Supplied records:
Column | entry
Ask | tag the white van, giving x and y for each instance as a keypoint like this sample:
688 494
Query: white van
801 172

Written problem:
Every record shown above should be written out again exactly.

Full solution:
Column | entry
Ask | tag the white van, giving x and y for each instance as a keypoint like this sample:
688 494
Query: white van
801 172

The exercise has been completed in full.